To do:
1) In the news report on Joshua Barre, how many times did officers from the mental crisis unit go to his house in the days before the final encounter on June 9?
2) Please continue the news report on Joshua Barre from its last sentence.

Extract to read:
== Segment start ==

TULSA, Okla. (AP) -- Joshua Barre's mental health was spiraling out of control before he grabbed two butcher knives and went outside. The 29-year-old black man with bipolar disorder had been off his medication and holed up at home, cycling through depression, anxiety and paranoia.
His mother pleaded for an intervention from Oklahoma's first line of defense for mental health: law enforcement. And Tulsa County deputies responded: Officers with the agency's mental crisis unit, trained in de-escalation techniques, went to Barre's house three times in the days before their final encounter on June 9.
This time, two deputies watched Barre walk down the street, barefoot and shirtless, clutching the pair of knives, but decided not to confront him.
Instead, they called for backup and followed him for nearly a mile, until he approached a store where they feared other people could have been in danger if he went in.
"Inexplicably, they corralled him to the convenience store, setting up a nightmare scenario," said Dan Smolen, the family's attorney.
A deputy tried to subdue Barre with a stun gun just outside the store, but it had no effect. Fearing for the customers' safety, the deputies and a Tulsa police officer who had arrived as backup opened fire, killing him as he tried to enter the store.
Barre's killing prompted an immediate outcry in Tulsa. Only three weeks earlier, a white police officer was acquitted of manslaughter in the fatal shooting of an unarmed black man last year. In 2015, a volunteer sheriff's deputy fatally shot an unarmed black man in a city street.

== Segment end ==

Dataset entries
== Segment start ==

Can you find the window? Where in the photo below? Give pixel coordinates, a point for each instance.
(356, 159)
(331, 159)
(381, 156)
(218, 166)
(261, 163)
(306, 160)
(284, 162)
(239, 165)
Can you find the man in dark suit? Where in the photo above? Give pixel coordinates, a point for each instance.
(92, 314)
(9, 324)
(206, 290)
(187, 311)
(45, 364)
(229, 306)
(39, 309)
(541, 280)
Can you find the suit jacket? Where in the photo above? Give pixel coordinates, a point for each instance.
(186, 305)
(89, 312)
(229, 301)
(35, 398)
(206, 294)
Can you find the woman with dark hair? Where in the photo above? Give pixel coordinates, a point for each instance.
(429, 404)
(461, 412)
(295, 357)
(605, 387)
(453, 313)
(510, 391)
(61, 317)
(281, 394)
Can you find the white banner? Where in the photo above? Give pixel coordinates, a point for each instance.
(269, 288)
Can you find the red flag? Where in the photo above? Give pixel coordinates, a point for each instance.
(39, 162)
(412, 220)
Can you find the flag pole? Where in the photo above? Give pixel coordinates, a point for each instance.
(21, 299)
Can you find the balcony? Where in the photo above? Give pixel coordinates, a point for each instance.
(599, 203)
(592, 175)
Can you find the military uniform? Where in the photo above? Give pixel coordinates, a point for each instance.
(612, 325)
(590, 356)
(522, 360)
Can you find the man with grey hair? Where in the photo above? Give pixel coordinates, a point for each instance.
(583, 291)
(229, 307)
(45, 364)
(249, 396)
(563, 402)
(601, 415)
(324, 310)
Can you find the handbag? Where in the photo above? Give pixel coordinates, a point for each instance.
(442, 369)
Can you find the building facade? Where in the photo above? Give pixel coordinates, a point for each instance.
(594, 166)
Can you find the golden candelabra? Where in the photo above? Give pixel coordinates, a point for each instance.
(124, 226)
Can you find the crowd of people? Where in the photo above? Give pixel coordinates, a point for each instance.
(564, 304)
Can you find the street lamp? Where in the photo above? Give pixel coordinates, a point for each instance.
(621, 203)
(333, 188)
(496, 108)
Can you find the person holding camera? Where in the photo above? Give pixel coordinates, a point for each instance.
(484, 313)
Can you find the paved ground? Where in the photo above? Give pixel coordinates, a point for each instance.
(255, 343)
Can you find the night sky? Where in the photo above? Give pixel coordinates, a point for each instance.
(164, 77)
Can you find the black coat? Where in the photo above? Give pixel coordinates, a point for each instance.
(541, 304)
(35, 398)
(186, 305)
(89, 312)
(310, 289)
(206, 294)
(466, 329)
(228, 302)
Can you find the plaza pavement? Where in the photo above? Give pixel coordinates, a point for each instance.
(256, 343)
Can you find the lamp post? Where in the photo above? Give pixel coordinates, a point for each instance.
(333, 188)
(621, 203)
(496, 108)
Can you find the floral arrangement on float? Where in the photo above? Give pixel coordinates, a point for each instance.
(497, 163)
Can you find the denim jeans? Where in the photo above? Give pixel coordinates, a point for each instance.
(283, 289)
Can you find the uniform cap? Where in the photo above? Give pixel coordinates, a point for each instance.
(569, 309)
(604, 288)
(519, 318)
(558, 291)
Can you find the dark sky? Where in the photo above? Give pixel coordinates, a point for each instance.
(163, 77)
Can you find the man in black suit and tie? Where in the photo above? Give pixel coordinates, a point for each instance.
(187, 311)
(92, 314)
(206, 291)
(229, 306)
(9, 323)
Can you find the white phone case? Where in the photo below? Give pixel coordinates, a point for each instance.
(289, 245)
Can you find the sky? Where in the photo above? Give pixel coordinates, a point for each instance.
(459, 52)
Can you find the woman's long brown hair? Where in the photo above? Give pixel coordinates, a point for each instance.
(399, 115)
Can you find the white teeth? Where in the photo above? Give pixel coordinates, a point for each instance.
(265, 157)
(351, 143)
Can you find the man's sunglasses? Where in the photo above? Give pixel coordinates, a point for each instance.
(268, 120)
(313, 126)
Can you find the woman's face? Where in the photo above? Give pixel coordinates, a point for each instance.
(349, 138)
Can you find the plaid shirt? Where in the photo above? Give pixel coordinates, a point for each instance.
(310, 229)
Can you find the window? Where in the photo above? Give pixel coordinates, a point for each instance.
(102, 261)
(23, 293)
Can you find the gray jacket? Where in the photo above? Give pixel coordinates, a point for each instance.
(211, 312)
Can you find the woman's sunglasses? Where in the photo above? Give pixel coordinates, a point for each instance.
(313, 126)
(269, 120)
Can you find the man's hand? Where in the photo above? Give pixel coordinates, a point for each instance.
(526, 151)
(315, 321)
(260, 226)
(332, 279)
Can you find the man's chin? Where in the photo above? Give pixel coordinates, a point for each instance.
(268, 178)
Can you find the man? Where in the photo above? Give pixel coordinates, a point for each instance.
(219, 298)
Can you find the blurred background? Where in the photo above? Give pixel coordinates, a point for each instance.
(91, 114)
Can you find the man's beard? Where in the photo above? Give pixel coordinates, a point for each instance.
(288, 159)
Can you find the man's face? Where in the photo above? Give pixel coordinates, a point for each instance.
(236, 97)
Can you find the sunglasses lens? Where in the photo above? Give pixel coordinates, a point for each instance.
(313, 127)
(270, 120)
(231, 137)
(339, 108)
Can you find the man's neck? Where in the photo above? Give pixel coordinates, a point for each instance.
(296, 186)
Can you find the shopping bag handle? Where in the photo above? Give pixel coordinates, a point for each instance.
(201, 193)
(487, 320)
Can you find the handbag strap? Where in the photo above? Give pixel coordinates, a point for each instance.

== Segment end ==

Numbered responses:
1) Three times.

2)
Beyond the dismally familiar questions about racial bias in policing, Barre's death shows how mental health issues challenge even veteran law enforcers who are trained in de-escalation techniques.
Responding appropriately to mental crises has been a priority for the Tulsa sheriff's office since 1991, agency spokesman Justin Green said.
Four deputies detailed to the mental crisis unit receive special training in de-escalation, suicide prevention and handling combative people. One of the deputies involved in Barre's death, William Ramsey, has been with the unit for nearly 20 years. They've made thousands of pickups in all that time. Until Friday, Green said, none of the pickups resulted in a death.
About one out of every four people killed in officer-involved shootings has a serious mental illness, according to the National Alliance on Mental Illness, a Virginia-based nonprofit that has trained police in crisis intervention in roughly 2,700 communities since the late 1980s.
Deciding just when and how police should engage with the mentally ill is a risky give-and-take that's been hotly debated among experts for years. The real shame is that officers are the first responders in such situations, said Ron Honberg, a senior policy adviser at the alliance.
"We're asking police officers across the country to do the job ideally that trained mental health professionals should be doing," Honberg told The Associated Press.
Barre's family, their lawyer and others question why authorities didn't try less-lethal force far sooner, when officers and bystanders would have been in less danger. Couldn't they have kept him away from other people, used rubber bullets, or slowed him down with pepper spray?
But Green said the unpredictability of mentally ill people makes every encounter potentially hazardous. In Barre's case, they knew more about Barre's condition than they often do, and therefore "approached with some caution" that day.
Barre struggled for years with the hallucinations and dramatic mood swings of bipolar schizoaffective disorder, and had been committed four times for treatment at Tulsa mental health hospitals, according to his mother, Etta Barre.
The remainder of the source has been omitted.